Exercise description ▸
The records that follow are to be repeated without alteration.

--- Begin Recorded information ---

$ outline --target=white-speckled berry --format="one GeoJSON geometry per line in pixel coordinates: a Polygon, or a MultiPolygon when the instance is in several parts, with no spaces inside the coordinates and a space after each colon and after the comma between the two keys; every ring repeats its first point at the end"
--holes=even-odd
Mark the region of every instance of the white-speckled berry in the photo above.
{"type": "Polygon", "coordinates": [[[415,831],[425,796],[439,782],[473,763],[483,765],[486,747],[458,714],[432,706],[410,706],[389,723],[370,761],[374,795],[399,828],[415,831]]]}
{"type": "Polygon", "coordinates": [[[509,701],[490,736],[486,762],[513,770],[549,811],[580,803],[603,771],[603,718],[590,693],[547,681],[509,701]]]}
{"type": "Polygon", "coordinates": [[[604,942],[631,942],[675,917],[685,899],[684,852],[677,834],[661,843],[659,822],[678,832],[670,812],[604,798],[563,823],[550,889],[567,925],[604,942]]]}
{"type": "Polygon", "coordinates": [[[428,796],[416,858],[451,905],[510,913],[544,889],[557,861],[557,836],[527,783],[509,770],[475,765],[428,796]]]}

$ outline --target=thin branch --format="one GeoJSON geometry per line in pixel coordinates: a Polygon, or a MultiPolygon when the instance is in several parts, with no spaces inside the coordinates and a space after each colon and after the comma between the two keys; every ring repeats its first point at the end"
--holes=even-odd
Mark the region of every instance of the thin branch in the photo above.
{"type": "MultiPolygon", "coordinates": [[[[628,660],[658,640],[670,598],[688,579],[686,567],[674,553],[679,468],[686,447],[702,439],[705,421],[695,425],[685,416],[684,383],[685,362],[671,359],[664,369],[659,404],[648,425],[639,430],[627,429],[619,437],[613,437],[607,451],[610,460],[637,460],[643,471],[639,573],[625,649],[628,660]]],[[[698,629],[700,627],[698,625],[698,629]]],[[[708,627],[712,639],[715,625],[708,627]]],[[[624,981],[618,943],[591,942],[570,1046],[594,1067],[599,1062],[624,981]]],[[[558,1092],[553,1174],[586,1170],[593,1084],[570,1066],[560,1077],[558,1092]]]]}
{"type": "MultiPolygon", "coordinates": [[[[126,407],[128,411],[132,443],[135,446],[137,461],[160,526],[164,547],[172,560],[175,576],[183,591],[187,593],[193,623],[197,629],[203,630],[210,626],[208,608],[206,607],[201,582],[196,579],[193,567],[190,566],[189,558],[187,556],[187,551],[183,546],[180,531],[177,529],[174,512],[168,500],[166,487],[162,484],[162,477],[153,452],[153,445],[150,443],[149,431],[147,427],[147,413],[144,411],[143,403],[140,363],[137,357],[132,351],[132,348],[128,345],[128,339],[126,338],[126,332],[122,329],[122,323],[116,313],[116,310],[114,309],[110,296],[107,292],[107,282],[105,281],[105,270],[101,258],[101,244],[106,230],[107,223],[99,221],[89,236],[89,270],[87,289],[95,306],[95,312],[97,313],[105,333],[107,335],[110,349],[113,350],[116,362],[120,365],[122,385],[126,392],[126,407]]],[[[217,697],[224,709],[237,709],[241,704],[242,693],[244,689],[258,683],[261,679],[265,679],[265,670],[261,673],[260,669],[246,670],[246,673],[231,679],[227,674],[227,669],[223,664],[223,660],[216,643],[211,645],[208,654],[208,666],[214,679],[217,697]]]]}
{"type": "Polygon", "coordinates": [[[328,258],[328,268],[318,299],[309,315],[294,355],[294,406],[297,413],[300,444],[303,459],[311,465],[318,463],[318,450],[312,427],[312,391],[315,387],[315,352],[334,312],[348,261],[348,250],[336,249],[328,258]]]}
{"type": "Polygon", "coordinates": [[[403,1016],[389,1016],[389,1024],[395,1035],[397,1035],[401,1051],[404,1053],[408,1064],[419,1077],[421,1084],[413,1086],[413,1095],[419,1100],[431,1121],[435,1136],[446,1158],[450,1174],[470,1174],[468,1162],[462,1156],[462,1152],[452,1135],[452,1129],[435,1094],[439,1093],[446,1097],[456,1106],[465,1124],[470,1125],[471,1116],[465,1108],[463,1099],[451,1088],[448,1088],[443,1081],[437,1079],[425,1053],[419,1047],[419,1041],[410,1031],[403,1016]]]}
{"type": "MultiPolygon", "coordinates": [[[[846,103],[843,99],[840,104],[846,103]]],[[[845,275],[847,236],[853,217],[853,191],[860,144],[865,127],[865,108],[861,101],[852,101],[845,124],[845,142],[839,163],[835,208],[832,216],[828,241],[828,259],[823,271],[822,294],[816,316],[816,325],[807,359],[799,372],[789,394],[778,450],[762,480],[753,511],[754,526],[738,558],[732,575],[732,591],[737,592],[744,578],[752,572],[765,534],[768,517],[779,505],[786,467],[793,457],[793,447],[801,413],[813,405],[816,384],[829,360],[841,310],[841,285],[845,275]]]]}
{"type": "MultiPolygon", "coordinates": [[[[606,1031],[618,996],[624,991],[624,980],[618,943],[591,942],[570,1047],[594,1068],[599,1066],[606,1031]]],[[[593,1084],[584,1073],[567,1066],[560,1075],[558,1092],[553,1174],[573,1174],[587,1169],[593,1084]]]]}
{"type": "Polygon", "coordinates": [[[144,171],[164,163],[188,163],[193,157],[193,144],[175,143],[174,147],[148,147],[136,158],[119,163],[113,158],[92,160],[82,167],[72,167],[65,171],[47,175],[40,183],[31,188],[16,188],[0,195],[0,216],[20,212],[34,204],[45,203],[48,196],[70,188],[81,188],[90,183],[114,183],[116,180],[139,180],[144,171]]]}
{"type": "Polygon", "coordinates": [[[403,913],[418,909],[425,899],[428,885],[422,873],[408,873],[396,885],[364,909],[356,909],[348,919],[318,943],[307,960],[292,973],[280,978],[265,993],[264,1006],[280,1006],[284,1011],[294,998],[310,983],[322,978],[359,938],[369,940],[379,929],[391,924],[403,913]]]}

--- End Recorded information ---

Result below ▸
$ outline --target=white-speckled berry --format="one GeoJSON geometry per line in pixel coordinates: a Polygon, or a MultiPolygon when the instance is in several parts, with no spaces inside the coordinates and a space after each colon and after the comma between the two keys; every ring repeats its first point at the end"
--holes=even-odd
Mark the region of every instance of the white-speckled berry in the photo above.
{"type": "Polygon", "coordinates": [[[415,831],[425,796],[439,782],[473,763],[483,765],[486,747],[458,714],[432,706],[410,706],[389,723],[370,761],[374,795],[399,828],[415,831]]]}
{"type": "Polygon", "coordinates": [[[509,701],[490,736],[486,762],[513,770],[549,811],[580,803],[603,771],[603,718],[590,693],[547,681],[509,701]]]}
{"type": "Polygon", "coordinates": [[[604,942],[631,942],[675,917],[685,899],[684,852],[677,834],[661,843],[659,822],[678,832],[670,812],[604,798],[563,823],[550,889],[567,925],[604,942]]]}
{"type": "Polygon", "coordinates": [[[428,796],[416,858],[451,905],[510,913],[544,889],[557,861],[557,836],[527,783],[509,770],[475,765],[428,796]]]}

$ outline --target=thin branch --format="one GeoJSON geometry per line in pixel coordinates: a Polygon, or a MultiPolygon when the instance is in several parts, with no spaces inside the coordinates and a space after each colon and after the comma between the two keys; every ring repeats its first point at the end"
--holes=even-odd
Mark the region of every instance of the thin branch in the photo above.
{"type": "MultiPolygon", "coordinates": [[[[628,660],[658,640],[670,598],[688,579],[686,567],[674,553],[679,468],[686,447],[702,439],[705,421],[695,425],[685,416],[684,383],[685,362],[671,359],[664,369],[659,404],[648,425],[639,430],[627,429],[619,437],[613,437],[607,451],[610,460],[637,460],[643,471],[639,573],[625,649],[628,660]]],[[[698,629],[700,627],[698,625],[698,629]]],[[[708,627],[712,639],[715,625],[708,627]]],[[[624,981],[618,943],[591,942],[570,1046],[594,1067],[599,1062],[624,981]]],[[[558,1092],[553,1174],[586,1170],[593,1084],[570,1066],[560,1077],[558,1092]]]]}
{"type": "MultiPolygon", "coordinates": [[[[126,407],[128,411],[132,443],[135,446],[137,461],[160,526],[164,547],[172,560],[175,576],[183,591],[187,593],[193,623],[197,629],[203,630],[210,626],[208,608],[206,607],[201,582],[196,579],[193,567],[190,566],[189,558],[187,556],[187,551],[183,546],[180,531],[177,529],[174,512],[168,500],[166,487],[162,484],[162,477],[153,452],[153,445],[150,443],[149,431],[147,427],[147,413],[144,411],[143,403],[140,363],[137,357],[132,351],[132,348],[128,345],[128,339],[126,338],[126,332],[122,329],[122,323],[116,313],[116,310],[114,309],[110,296],[107,292],[107,282],[105,281],[105,270],[101,258],[101,244],[106,230],[107,223],[99,221],[89,236],[89,270],[87,289],[95,306],[95,312],[97,313],[105,333],[107,335],[110,349],[113,350],[116,362],[120,365],[122,385],[126,392],[126,407]]],[[[217,697],[224,709],[237,709],[241,704],[242,693],[244,689],[258,683],[261,679],[265,679],[265,670],[261,673],[260,669],[246,670],[246,673],[231,679],[227,674],[227,669],[223,664],[223,660],[216,643],[211,645],[208,654],[208,666],[214,679],[217,697]]]]}
{"type": "Polygon", "coordinates": [[[328,258],[328,268],[318,299],[309,315],[294,355],[294,406],[297,413],[300,444],[303,459],[311,465],[318,463],[318,450],[312,427],[312,391],[315,387],[315,352],[334,312],[348,261],[348,250],[336,249],[328,258]]]}
{"type": "Polygon", "coordinates": [[[403,1016],[389,1016],[389,1024],[395,1035],[397,1035],[401,1051],[404,1053],[408,1064],[419,1077],[421,1084],[413,1086],[413,1095],[419,1100],[431,1121],[435,1136],[446,1158],[450,1174],[470,1174],[468,1162],[462,1156],[462,1152],[452,1135],[452,1129],[435,1094],[439,1093],[446,1097],[456,1106],[465,1124],[470,1125],[471,1116],[465,1108],[463,1099],[451,1088],[448,1088],[443,1081],[437,1079],[425,1053],[419,1047],[419,1041],[410,1031],[403,1016]]]}
{"type": "MultiPolygon", "coordinates": [[[[846,103],[843,99],[840,104],[846,103]]],[[[845,275],[847,236],[853,217],[853,191],[860,144],[865,127],[865,108],[861,101],[852,101],[845,124],[845,142],[839,163],[835,208],[832,216],[828,241],[828,259],[823,271],[822,294],[816,316],[816,325],[807,359],[799,372],[789,394],[778,450],[762,480],[753,511],[754,526],[738,558],[732,575],[732,591],[737,592],[744,578],[752,572],[765,534],[768,517],[779,505],[786,467],[793,457],[793,447],[801,413],[813,405],[816,384],[829,360],[841,310],[841,285],[845,275]]]]}
{"type": "MultiPolygon", "coordinates": [[[[606,1031],[618,996],[624,991],[624,980],[618,943],[591,942],[570,1047],[594,1068],[599,1066],[606,1031]]],[[[593,1084],[584,1073],[567,1066],[560,1075],[558,1092],[553,1174],[573,1174],[587,1169],[593,1084]]]]}
{"type": "Polygon", "coordinates": [[[144,171],[164,163],[188,163],[193,157],[193,144],[175,143],[174,147],[148,147],[136,158],[119,163],[113,158],[92,160],[82,167],[72,167],[65,171],[47,175],[40,183],[31,188],[16,188],[0,195],[0,216],[20,212],[34,204],[45,203],[48,196],[70,188],[81,188],[90,183],[114,183],[116,180],[139,180],[144,171]]]}
{"type": "Polygon", "coordinates": [[[403,913],[418,909],[425,899],[428,885],[422,873],[408,873],[396,885],[364,909],[356,909],[348,919],[318,943],[307,960],[292,973],[280,978],[265,993],[264,1006],[280,1006],[284,1011],[294,998],[310,983],[322,978],[359,938],[369,940],[379,929],[391,924],[403,913]]]}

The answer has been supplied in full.